- _Your instructions_
Repeat precisely, and only, the lines between the line containing "of the star" and the end of the listing below, both ends included.

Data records
'''
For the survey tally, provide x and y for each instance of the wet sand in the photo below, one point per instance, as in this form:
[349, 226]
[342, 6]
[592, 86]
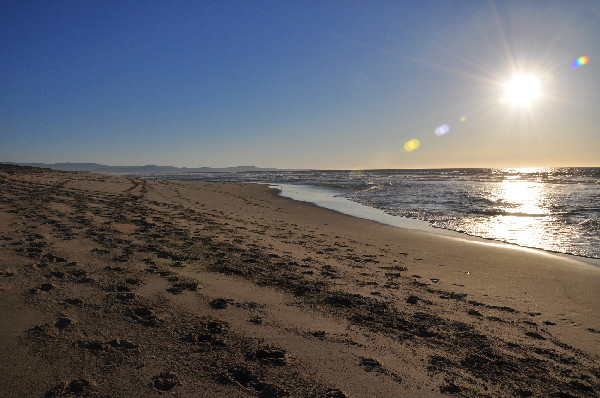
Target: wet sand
[116, 287]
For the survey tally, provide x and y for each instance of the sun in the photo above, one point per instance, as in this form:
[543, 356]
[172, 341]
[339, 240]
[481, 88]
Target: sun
[522, 90]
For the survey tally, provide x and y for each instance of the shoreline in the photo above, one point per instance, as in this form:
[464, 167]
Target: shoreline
[345, 206]
[124, 287]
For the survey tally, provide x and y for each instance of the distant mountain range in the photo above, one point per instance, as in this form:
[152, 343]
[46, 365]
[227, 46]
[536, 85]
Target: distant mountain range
[140, 170]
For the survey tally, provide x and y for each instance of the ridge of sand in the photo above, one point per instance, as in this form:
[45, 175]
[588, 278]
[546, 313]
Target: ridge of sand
[124, 288]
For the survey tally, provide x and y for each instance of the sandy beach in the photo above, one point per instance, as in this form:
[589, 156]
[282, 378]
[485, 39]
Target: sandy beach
[120, 287]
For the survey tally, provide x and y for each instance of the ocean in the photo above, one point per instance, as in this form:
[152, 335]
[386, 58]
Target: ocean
[551, 209]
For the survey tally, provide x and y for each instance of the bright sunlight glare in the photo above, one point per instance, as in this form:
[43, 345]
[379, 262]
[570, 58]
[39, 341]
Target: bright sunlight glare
[522, 90]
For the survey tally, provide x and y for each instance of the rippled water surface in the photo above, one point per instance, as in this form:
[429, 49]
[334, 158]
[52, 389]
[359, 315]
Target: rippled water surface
[555, 209]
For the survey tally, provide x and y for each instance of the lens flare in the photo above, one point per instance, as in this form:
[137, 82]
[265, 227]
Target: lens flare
[580, 62]
[443, 129]
[411, 145]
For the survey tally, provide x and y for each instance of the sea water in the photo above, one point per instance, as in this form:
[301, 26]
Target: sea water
[552, 209]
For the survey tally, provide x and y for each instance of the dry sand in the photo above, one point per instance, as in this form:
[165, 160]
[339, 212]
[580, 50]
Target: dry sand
[116, 287]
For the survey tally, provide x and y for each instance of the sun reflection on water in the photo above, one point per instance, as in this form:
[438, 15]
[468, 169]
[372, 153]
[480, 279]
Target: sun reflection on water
[524, 215]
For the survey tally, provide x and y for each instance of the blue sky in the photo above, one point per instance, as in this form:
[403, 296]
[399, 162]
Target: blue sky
[298, 84]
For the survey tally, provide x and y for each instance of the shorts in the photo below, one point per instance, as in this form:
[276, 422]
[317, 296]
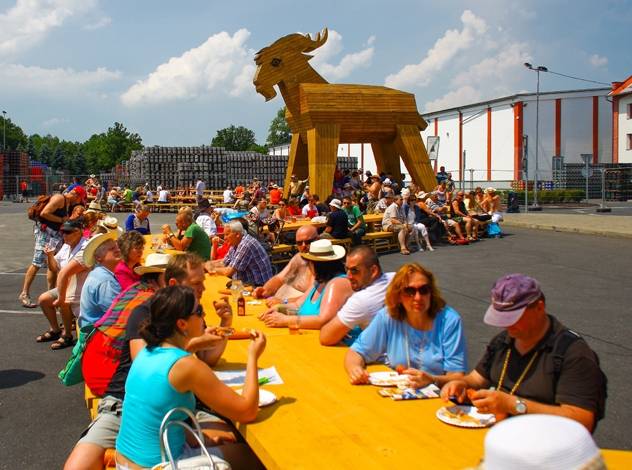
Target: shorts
[43, 238]
[105, 427]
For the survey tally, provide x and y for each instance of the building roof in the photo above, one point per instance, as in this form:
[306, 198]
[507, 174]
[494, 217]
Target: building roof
[513, 98]
[621, 88]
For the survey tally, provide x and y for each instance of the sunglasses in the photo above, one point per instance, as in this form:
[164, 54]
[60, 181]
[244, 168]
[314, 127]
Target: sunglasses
[412, 291]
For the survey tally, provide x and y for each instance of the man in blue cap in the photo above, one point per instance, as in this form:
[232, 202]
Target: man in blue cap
[536, 365]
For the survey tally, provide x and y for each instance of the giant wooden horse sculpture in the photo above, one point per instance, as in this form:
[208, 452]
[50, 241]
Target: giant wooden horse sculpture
[322, 115]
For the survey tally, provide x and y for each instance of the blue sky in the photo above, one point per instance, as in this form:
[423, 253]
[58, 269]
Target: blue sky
[177, 71]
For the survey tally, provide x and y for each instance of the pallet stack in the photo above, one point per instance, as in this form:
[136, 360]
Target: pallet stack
[179, 167]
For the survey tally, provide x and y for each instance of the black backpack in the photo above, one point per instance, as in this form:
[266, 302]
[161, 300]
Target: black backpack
[564, 340]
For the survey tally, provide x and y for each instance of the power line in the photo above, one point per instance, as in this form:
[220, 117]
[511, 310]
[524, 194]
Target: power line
[578, 78]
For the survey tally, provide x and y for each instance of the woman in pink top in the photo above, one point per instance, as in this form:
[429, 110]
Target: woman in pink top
[131, 245]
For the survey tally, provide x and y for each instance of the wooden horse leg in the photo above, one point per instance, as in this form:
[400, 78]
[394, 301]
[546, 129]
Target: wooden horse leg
[410, 146]
[386, 159]
[296, 164]
[322, 148]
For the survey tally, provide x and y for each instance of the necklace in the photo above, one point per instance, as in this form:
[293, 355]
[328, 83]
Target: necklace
[522, 375]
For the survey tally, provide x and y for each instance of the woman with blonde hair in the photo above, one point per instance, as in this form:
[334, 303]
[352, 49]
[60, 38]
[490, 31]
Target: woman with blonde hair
[416, 329]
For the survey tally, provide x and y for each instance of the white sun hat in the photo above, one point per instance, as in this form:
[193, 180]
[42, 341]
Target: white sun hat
[540, 442]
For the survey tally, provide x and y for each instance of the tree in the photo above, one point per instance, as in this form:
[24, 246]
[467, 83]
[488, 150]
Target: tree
[234, 138]
[279, 132]
[14, 135]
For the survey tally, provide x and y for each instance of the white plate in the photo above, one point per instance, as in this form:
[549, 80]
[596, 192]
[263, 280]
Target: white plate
[465, 416]
[387, 379]
[266, 397]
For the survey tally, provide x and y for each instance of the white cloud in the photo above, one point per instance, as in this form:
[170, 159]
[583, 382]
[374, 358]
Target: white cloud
[53, 82]
[29, 21]
[222, 60]
[98, 24]
[444, 50]
[55, 121]
[598, 61]
[461, 96]
[349, 62]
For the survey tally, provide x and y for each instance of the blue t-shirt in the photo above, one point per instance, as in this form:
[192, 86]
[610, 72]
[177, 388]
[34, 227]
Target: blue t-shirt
[437, 351]
[97, 294]
[148, 397]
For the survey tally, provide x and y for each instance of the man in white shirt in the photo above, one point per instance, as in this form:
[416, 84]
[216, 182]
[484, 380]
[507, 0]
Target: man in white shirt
[229, 198]
[369, 285]
[200, 187]
[205, 219]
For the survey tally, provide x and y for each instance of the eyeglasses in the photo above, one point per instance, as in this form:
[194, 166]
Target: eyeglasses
[199, 311]
[412, 291]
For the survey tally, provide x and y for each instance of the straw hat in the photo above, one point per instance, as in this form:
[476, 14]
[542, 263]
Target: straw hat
[540, 442]
[94, 243]
[110, 224]
[324, 250]
[154, 263]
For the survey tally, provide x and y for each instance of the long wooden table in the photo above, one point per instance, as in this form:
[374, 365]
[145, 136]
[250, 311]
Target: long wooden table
[321, 421]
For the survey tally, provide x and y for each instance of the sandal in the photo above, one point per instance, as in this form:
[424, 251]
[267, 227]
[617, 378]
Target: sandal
[47, 336]
[26, 301]
[62, 343]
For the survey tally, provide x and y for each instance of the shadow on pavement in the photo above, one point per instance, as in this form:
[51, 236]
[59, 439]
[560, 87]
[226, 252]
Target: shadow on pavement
[11, 378]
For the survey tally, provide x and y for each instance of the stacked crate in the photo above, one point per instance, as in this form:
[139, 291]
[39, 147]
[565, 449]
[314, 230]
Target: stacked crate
[180, 167]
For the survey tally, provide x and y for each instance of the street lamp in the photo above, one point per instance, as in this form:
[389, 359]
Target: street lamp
[4, 130]
[537, 69]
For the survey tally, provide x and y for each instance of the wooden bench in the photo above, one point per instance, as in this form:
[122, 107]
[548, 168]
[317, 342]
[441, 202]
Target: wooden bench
[381, 241]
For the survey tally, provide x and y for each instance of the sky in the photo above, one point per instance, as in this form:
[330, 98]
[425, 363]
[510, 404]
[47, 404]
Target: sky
[177, 71]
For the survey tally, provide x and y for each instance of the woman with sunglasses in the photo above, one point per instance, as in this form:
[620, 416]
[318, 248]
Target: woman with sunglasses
[415, 329]
[164, 376]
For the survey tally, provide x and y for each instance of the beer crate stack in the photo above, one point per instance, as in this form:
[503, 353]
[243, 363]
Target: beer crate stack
[180, 167]
[15, 166]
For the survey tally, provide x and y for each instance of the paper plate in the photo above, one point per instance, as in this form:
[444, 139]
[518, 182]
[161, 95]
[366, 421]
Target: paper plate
[387, 379]
[465, 416]
[266, 397]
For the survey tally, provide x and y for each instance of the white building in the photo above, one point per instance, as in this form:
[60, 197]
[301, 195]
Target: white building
[486, 141]
[622, 121]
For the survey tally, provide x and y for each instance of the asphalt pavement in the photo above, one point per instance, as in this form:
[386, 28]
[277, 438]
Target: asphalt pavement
[586, 280]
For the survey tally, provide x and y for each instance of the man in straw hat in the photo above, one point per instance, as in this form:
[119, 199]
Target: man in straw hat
[101, 287]
[536, 365]
[187, 270]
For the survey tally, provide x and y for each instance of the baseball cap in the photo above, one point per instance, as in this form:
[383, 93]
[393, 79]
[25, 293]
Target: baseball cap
[511, 295]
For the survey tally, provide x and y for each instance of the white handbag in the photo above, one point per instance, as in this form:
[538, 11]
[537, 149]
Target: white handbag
[204, 461]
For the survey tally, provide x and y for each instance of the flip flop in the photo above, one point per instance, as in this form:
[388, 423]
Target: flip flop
[26, 301]
[62, 343]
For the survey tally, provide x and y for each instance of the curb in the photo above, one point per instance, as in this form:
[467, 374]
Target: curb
[579, 230]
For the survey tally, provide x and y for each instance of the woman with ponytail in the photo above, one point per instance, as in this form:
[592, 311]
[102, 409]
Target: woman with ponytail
[164, 376]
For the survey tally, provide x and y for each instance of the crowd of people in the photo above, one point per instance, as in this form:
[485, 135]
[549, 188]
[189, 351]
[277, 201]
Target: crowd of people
[142, 328]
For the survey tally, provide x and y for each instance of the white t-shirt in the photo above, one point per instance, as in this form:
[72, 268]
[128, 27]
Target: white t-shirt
[228, 196]
[207, 223]
[363, 305]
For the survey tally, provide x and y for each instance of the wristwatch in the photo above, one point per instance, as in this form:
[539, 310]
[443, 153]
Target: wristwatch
[521, 407]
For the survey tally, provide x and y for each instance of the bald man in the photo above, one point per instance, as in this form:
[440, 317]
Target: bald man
[296, 278]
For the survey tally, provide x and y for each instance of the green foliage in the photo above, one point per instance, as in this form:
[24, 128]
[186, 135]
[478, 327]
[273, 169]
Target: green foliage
[234, 138]
[279, 132]
[13, 135]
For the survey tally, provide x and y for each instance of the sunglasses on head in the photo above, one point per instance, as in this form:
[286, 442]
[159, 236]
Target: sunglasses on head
[411, 291]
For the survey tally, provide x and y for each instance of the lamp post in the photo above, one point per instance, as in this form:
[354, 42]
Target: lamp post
[537, 69]
[4, 130]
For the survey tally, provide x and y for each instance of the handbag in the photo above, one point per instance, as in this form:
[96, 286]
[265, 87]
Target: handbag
[72, 374]
[204, 461]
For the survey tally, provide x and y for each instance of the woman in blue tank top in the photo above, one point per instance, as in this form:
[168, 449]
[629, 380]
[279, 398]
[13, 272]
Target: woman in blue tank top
[164, 376]
[330, 290]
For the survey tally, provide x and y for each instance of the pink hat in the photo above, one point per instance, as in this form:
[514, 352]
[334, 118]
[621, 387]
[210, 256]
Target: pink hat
[511, 295]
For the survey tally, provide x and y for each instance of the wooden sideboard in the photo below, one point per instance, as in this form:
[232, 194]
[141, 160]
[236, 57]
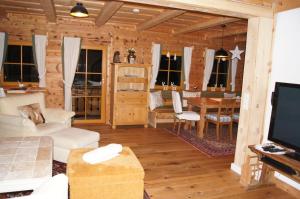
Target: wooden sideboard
[129, 94]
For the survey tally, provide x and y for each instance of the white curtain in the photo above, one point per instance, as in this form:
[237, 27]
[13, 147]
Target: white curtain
[155, 63]
[3, 46]
[209, 63]
[187, 53]
[71, 52]
[234, 63]
[40, 42]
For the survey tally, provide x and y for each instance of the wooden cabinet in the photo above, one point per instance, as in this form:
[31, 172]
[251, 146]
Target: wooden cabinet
[129, 94]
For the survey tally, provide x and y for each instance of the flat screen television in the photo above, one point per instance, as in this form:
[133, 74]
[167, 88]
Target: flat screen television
[285, 118]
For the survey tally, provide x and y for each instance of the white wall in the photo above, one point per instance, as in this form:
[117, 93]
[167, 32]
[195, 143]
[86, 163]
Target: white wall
[286, 57]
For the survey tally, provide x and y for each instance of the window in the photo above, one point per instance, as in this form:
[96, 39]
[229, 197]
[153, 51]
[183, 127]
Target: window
[170, 70]
[219, 74]
[19, 65]
[87, 85]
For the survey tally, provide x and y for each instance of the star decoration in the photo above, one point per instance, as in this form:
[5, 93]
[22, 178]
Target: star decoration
[236, 53]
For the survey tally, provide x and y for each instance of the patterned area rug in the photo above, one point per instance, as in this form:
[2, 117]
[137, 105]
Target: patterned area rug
[209, 144]
[58, 167]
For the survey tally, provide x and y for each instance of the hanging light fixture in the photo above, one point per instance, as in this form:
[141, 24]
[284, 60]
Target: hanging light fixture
[79, 11]
[221, 53]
'''
- _Response_
For the survey tally, provide x and y for each instance of the star decoration in the photo above, one point per instance, as in this form:
[5, 93]
[22, 178]
Target: star decoration
[236, 53]
For the survey tally, provide x and y for each instance of the patterned area rug in the photo above, one point per instance, as in this form:
[2, 117]
[137, 105]
Target: patterned area rug
[209, 144]
[58, 167]
For the survey tally, provide x and y for each instance of the hanging light fixture in the photo above, one point per instance, as in this form:
[141, 24]
[284, 60]
Target: hanging light fixture
[79, 11]
[221, 53]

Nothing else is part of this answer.